### DATASET EXCERPTS

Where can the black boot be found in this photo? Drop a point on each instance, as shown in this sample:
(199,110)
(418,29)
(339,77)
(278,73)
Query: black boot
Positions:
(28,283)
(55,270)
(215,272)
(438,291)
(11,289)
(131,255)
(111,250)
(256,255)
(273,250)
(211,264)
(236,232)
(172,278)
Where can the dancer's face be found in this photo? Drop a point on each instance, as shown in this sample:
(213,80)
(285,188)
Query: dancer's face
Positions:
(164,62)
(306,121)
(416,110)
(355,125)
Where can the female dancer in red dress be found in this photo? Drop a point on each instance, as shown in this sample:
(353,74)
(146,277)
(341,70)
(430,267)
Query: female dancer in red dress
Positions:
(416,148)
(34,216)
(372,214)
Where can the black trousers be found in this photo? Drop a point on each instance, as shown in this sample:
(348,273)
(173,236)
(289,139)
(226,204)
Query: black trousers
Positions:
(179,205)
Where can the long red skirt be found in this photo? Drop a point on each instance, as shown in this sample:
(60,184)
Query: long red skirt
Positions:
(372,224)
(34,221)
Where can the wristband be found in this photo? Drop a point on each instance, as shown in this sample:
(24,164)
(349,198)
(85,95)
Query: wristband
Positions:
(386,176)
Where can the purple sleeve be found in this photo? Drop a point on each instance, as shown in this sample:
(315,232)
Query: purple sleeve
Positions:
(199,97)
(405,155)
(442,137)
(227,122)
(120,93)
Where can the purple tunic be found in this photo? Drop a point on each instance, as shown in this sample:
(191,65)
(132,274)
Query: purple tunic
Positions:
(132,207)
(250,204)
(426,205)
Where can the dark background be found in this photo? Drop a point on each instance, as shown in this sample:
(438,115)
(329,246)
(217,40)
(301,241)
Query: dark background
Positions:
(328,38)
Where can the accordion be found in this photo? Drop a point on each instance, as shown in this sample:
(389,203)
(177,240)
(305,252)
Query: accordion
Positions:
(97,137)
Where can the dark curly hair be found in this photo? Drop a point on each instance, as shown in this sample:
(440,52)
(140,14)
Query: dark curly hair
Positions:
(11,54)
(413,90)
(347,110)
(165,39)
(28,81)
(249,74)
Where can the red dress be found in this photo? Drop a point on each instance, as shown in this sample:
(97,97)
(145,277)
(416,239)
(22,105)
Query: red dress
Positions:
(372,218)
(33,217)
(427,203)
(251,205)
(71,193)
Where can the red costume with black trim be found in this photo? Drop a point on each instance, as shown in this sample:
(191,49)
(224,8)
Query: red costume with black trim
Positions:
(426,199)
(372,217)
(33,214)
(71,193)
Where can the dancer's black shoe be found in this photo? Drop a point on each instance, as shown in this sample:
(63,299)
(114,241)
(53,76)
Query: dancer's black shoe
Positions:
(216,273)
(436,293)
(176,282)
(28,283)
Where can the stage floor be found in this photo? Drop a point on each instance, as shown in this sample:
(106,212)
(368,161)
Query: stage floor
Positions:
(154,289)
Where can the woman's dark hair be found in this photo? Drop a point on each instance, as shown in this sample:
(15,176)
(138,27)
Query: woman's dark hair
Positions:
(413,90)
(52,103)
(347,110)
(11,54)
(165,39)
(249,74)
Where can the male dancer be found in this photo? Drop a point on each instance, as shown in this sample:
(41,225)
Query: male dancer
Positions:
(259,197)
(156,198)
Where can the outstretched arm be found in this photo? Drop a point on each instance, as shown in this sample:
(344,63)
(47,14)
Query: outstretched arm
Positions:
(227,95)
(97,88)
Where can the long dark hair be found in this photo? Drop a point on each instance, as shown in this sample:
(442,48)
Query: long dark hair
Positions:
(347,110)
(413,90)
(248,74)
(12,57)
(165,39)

### PROBLEM DETAILS
Copy all of the records above word for word.

### SOLUTION TO THE PROBLEM
Where can the black boot be found in this photo? Drop a point on each instance, as shown in this sample:
(199,110)
(418,29)
(339,77)
(278,73)
Query: black boot
Positions:
(28,283)
(55,270)
(215,272)
(438,291)
(11,289)
(131,255)
(111,250)
(256,255)
(273,250)
(211,264)
(236,232)
(172,278)
Where can the dancer's face be found in this photo? Drop a point on each instance, as shown in this sample:
(213,80)
(285,188)
Query: dancer's face
Positions:
(164,62)
(306,121)
(416,110)
(355,125)
Where can the female dancer in red dress be found in this photo? Drop a point on each instance, as shown in this sample:
(353,74)
(146,277)
(341,70)
(430,267)
Query: female dancer in red dress
Positions:
(416,148)
(34,216)
(372,214)
Where can the black trousers be found in this photo? Drop a point on each instance, as shown in this sample:
(348,273)
(173,236)
(289,139)
(226,204)
Query: black trousers
Positions:
(179,205)
Where can the long red skirt be found in this photo? Drop a point on each instance, as shown in this sample:
(60,184)
Query: long red skirt
Positions:
(372,224)
(34,221)
Where can the wristband be found in this photo? Drop a point on each instance, as shown in this sample:
(24,164)
(349,198)
(85,95)
Query: wristband
Positions:
(386,176)
Where can the purple sleeve be found in this photo? Drop a point on each instance, as shown in this sample:
(315,232)
Query: purple sleeve
Positions:
(199,97)
(405,155)
(442,137)
(227,122)
(120,93)
Where can the purple tunic be found in this photo? Drop a point on each instance, as shown in this sample:
(191,65)
(132,274)
Query: purple tunic
Positions:
(132,207)
(250,204)
(426,205)
Where can the dark background be found in this photo? Drop a point on each instance, as shown in this sample:
(438,115)
(329,246)
(217,40)
(301,241)
Query: dark background
Positions:
(328,38)
Where can the accordion be found in this photo? Drop a point on each instance, as shown in this sample:
(389,203)
(177,240)
(305,252)
Query: accordion
Positions:
(97,137)
Where can the dark curly hair be found in this photo? Drop a point on each instance, as shown in this sample:
(440,52)
(140,14)
Query: dark curly hair
Positions:
(11,54)
(413,90)
(347,110)
(165,39)
(28,81)
(249,74)
Where can the red dress be found in this photo? Drop a point on each instance, as shown in this sample:
(97,97)
(145,277)
(416,239)
(22,105)
Query: red dress
Positions:
(372,218)
(33,217)
(427,203)
(251,205)
(71,193)
Where can the red costume with black trim be found in this photo? Drop a point on each instance, as shown in this sample:
(191,49)
(224,8)
Query: red costume with black trim
Positions:
(426,199)
(372,217)
(33,214)
(71,193)
Where can the dancer's black shoe be found in this photo? Drop a point on each instance, as shown in this sample:
(63,299)
(114,241)
(53,76)
Query: dancer's black shoe
Positions:
(216,273)
(436,293)
(176,282)
(28,283)
Where can the stage floor be found in this photo? Drop a point on each instance, as shown in this sample:
(106,212)
(368,161)
Query: stage floor
Positions:
(154,289)
Where can the woman's dark hair be found in this photo? Drop a point on each instance, as shown in this sample:
(15,176)
(138,27)
Query: woman's dark hair
Positions:
(413,90)
(52,103)
(347,110)
(11,54)
(165,39)
(249,74)
Where can the male dancer be found in this photo? Drop a point on each instance, as shown in this sample:
(41,225)
Query: male dancer
Positions:
(259,197)
(156,198)
Where can the outstretched arm be found in this photo? Drop a point on each instance, as shown in this sample:
(344,63)
(47,14)
Query: outstretched arm
Positions:
(227,95)
(97,88)
Where can the long dark hair be found in this photo? Drop a point on each instance, as shown in this sample:
(442,48)
Query: long dark hair
Positions:
(347,110)
(413,90)
(248,74)
(12,57)
(165,39)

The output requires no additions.